Records from a data collection
***
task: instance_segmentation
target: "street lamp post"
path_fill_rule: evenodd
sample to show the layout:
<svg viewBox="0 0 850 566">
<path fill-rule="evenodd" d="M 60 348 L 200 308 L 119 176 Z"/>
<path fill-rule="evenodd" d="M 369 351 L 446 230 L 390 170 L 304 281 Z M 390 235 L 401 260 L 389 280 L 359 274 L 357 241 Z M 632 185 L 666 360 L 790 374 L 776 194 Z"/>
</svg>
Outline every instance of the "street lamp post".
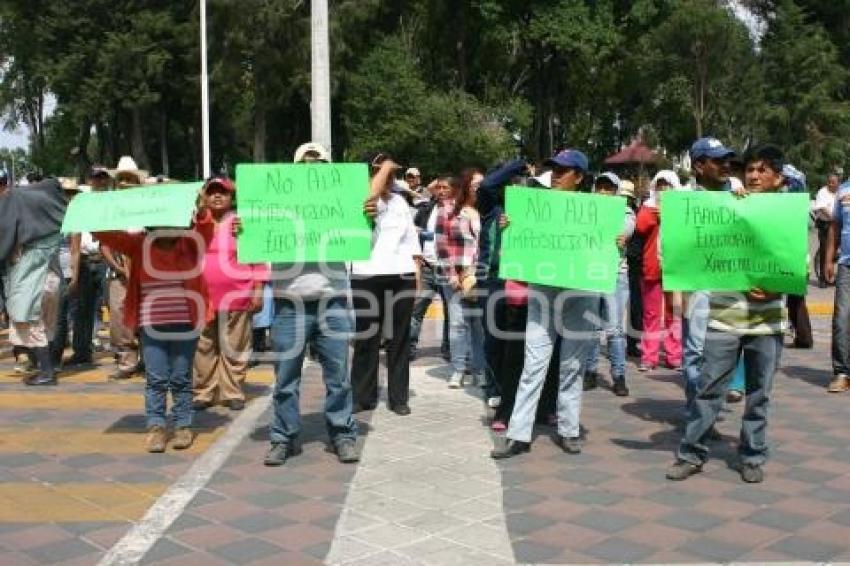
***
* ACTION ITEM: Among the lines above, list those that contain the word "street".

* RESULT BELOW:
target: "street lamp post"
Outline every instance of the "street lamp post".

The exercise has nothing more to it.